## Page excerpt
---*---
Our contributions can be described as follows:

•

On the basis of using complete semantic attributes to generate visual features, we propose a novel framework SDFA² as a unified add-on to boost generative ZSL models. This method simulates the distribution of visual features in the real situation, which increases the authenticity of the generated features and improves the accuracy.
•

We additionally introduce self-supervised learning into our model, so that the generated visual features can be classified on the missing attributes.
•

We propose a general diversity feature generation method. We validate our method on two classical and two latest generative models, and the corresponding performance is improved significantly.

Related Work

Zero-Shot Learning

ZSL (Lampert, Nickisch, and Harmeling 2009; Palatucci et al. 2009) aims to transfer the model trained by the seen classes to the unseen ones, usually with a semantic space between visible classes and invisible classes. ZSL is divided into Conventional ZSL (CZSL) and generalized ZSL (GZSL). CZSL (Zhang and Saligrama 2015; Fu et al. 2015b; Xian et al. 2016; Frome et al. 2013) only contains unseen classes in the test phase while GZSL (Chao et al. 2016; Xian et al. 2018a) contains seen classes and unseen classes. GZSL has attracted more attention because it describes a more realistic scenario. In the early ZSL, the mapping method is generally used to find the relationship between visual space and semantic space. Some map visual space to semantic space (Palatucci et al. 2009; Romera-Paredes and Torr 2015). Some project visual features and semantic features into a shared space (Liu et al. 2018; Jiang et al. 2018). The others consider the mapping from the semantic space to the visual one to find classification prototypes (Annadani and Biswas 2018; Zhang, Xiang, and Gong 2017).
---*---
## Entries

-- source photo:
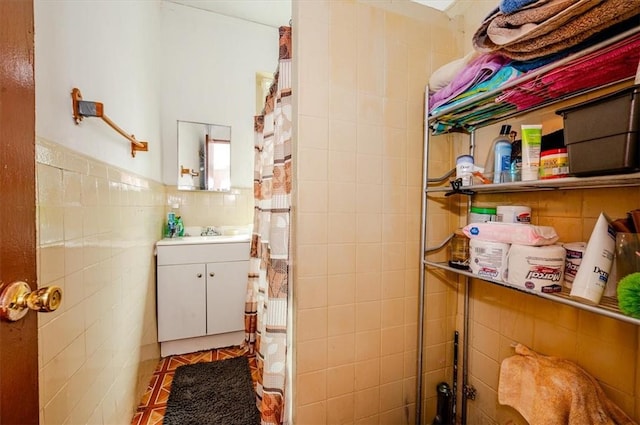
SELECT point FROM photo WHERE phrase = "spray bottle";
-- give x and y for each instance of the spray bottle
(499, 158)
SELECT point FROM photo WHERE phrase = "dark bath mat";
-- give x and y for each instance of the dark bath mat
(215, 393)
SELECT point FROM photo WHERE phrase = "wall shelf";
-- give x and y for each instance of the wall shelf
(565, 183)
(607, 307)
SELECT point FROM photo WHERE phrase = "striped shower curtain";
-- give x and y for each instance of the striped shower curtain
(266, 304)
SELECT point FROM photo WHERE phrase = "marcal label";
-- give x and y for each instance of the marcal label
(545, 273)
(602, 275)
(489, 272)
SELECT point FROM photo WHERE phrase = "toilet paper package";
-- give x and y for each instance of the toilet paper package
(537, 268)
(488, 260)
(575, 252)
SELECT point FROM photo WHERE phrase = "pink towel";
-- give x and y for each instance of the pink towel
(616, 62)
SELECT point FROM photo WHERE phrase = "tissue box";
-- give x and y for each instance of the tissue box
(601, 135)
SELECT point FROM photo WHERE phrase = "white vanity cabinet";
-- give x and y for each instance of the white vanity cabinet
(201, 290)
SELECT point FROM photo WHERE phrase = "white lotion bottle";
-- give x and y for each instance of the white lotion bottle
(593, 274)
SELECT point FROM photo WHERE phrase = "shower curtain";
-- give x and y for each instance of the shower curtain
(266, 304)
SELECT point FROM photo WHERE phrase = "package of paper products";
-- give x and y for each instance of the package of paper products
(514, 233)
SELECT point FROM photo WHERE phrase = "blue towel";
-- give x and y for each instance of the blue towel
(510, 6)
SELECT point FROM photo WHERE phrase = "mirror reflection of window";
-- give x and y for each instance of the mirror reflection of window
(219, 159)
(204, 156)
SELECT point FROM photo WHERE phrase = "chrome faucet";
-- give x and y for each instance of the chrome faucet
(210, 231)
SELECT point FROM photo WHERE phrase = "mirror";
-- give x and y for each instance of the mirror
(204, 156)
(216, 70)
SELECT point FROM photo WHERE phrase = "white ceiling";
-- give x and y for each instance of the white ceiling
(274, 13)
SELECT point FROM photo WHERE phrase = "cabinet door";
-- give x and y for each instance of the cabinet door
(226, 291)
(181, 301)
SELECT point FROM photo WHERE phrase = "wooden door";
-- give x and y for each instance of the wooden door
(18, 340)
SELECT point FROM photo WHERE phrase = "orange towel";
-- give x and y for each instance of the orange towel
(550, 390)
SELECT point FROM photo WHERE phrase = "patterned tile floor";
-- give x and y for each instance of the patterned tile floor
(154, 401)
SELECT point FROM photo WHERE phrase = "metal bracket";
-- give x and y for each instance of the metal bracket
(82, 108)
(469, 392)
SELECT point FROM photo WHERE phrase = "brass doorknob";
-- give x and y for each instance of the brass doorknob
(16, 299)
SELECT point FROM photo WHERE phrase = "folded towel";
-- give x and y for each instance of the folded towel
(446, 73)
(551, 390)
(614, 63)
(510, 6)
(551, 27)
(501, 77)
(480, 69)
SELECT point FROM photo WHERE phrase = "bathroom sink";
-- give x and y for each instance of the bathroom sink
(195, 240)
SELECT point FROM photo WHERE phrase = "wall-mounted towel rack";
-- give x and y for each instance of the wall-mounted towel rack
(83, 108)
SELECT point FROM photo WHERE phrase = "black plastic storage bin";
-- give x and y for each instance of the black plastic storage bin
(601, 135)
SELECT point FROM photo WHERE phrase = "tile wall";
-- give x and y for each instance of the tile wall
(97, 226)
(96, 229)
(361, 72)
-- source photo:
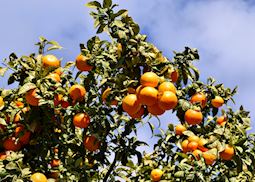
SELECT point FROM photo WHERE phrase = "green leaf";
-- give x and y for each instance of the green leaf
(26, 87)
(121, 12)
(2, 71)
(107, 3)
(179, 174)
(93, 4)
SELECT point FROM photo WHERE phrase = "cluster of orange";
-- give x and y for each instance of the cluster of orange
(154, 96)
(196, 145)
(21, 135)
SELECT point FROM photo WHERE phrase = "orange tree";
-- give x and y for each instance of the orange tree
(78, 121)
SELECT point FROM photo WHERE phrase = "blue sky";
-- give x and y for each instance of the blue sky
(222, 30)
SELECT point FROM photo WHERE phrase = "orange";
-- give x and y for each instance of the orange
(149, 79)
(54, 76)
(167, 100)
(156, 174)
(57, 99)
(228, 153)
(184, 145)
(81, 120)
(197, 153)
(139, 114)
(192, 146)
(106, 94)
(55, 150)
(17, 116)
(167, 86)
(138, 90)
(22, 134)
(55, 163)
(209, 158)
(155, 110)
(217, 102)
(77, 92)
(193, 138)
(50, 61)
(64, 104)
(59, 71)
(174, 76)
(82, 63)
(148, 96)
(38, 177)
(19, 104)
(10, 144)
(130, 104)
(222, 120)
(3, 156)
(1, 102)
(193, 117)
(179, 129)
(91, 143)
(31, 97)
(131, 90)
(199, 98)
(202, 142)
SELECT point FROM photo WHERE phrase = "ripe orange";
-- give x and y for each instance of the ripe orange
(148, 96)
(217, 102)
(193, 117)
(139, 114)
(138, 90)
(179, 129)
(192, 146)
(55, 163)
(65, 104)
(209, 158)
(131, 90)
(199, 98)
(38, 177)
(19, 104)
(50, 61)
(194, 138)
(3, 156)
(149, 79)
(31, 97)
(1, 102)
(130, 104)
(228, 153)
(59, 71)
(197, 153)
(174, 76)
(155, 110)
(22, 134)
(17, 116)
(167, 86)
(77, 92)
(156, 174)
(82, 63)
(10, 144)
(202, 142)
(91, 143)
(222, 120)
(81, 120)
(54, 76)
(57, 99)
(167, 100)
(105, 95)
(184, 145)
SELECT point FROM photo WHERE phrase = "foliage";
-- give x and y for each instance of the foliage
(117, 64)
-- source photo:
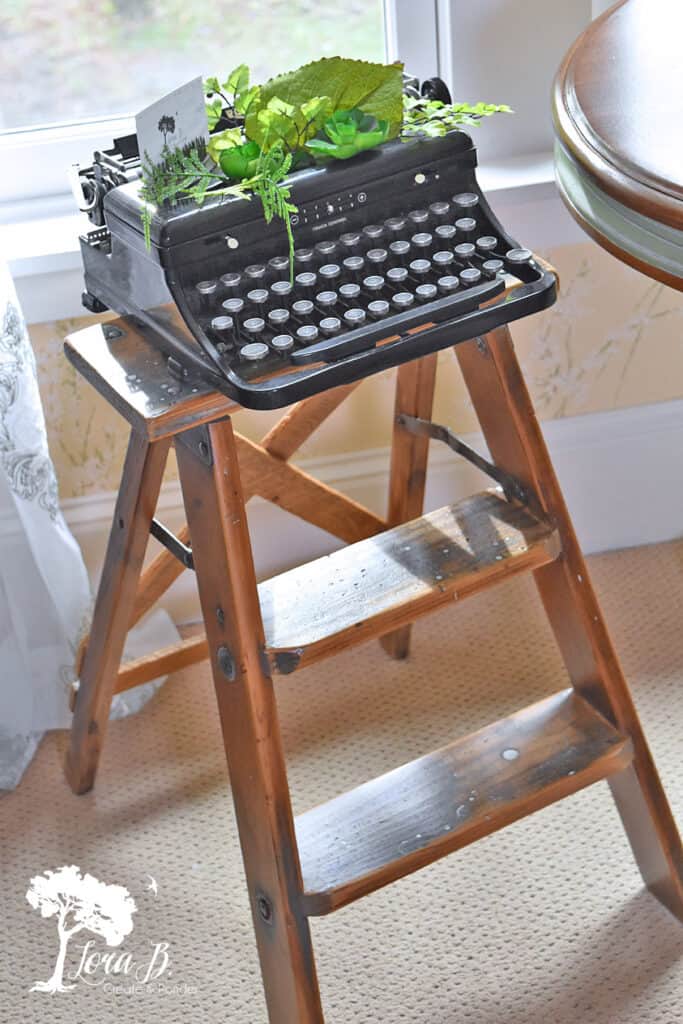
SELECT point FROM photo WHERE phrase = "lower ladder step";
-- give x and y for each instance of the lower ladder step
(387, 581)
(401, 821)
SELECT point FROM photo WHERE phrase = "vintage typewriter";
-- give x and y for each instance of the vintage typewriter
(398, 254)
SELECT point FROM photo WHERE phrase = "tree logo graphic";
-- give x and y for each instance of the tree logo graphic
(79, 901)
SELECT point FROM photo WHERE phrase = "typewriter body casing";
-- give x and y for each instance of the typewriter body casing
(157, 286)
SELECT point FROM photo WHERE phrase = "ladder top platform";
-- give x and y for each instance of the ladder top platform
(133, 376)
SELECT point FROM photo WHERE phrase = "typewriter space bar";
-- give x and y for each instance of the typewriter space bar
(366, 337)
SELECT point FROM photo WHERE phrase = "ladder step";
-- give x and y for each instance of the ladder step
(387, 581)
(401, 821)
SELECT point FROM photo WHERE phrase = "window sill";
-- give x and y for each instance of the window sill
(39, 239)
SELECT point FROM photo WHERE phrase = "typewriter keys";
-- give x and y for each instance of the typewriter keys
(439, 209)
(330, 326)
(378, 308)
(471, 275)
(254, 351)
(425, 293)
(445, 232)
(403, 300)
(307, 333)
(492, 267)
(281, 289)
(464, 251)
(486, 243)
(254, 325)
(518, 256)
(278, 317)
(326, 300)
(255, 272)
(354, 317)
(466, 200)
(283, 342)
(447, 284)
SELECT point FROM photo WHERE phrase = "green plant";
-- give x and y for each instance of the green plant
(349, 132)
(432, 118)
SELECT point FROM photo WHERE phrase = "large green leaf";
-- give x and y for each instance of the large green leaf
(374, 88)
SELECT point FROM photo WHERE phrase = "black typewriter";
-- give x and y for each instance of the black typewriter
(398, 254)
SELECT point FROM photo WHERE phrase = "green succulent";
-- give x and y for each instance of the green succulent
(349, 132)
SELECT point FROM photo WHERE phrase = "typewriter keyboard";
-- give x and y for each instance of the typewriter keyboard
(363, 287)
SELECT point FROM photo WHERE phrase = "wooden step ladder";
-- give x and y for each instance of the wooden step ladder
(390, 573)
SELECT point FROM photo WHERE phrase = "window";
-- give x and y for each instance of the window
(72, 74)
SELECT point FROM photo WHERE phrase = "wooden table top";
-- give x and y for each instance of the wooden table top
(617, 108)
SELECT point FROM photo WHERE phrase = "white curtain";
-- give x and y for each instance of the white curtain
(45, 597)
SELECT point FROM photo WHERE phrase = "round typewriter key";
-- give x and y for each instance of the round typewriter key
---*---
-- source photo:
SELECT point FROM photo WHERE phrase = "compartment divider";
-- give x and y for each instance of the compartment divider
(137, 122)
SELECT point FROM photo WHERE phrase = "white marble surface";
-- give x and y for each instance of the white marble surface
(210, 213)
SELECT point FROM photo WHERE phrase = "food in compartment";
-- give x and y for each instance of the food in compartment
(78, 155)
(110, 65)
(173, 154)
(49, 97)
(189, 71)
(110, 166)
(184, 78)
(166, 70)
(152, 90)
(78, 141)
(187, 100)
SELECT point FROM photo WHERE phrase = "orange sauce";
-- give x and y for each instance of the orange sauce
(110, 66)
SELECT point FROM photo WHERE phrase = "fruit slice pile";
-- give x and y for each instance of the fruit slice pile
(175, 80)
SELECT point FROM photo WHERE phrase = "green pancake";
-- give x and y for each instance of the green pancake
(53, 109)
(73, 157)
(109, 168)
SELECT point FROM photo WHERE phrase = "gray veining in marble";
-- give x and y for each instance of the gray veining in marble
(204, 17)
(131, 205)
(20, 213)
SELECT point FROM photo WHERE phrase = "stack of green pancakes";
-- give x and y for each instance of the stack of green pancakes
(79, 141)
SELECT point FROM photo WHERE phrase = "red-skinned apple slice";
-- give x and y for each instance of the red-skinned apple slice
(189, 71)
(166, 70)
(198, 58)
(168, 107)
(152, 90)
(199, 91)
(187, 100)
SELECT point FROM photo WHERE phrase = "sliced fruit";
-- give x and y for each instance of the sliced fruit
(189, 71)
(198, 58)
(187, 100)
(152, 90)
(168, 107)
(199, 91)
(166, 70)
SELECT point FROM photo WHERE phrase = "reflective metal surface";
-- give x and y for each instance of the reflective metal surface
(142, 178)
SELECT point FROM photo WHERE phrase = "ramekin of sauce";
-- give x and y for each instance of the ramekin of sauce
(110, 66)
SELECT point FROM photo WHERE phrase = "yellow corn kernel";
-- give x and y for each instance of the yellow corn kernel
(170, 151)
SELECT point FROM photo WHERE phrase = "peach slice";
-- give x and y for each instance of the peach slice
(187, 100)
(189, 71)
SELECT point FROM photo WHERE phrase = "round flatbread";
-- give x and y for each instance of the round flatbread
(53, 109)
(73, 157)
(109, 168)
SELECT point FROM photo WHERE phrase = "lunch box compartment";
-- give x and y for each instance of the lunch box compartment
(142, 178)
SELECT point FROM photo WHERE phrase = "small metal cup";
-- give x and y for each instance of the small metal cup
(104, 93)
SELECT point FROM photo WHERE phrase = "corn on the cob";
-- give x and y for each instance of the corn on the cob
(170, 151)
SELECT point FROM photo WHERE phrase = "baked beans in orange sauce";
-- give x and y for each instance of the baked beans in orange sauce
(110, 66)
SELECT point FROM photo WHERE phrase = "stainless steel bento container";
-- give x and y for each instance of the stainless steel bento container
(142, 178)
---*---
## Tasks for this exercise
• 1. Give the zero-shot learning excerpt again from "On the basis" up to and including "the missing attributes.", substituting "image features" for "visual features".
• 2. In the zero-shot learning excerpt, what two categories is ZSL divided into?

## Solutions for each task
• 1.
On the basis of using complete semantic attributes to generate image features, we propose a novel framework SDFA² as a unified add-on to boost generative ZSL models. This method simulates the distribution of image features in the real situation, which increases the authenticity of the generated features and improves the accuracy.
•

We additionally introduce self-supervised learning into our model, so that the generated image features can be classified on the missing attributes.

• 2. Conventional ZSL (CZSL) and generalized ZSL (GZSL).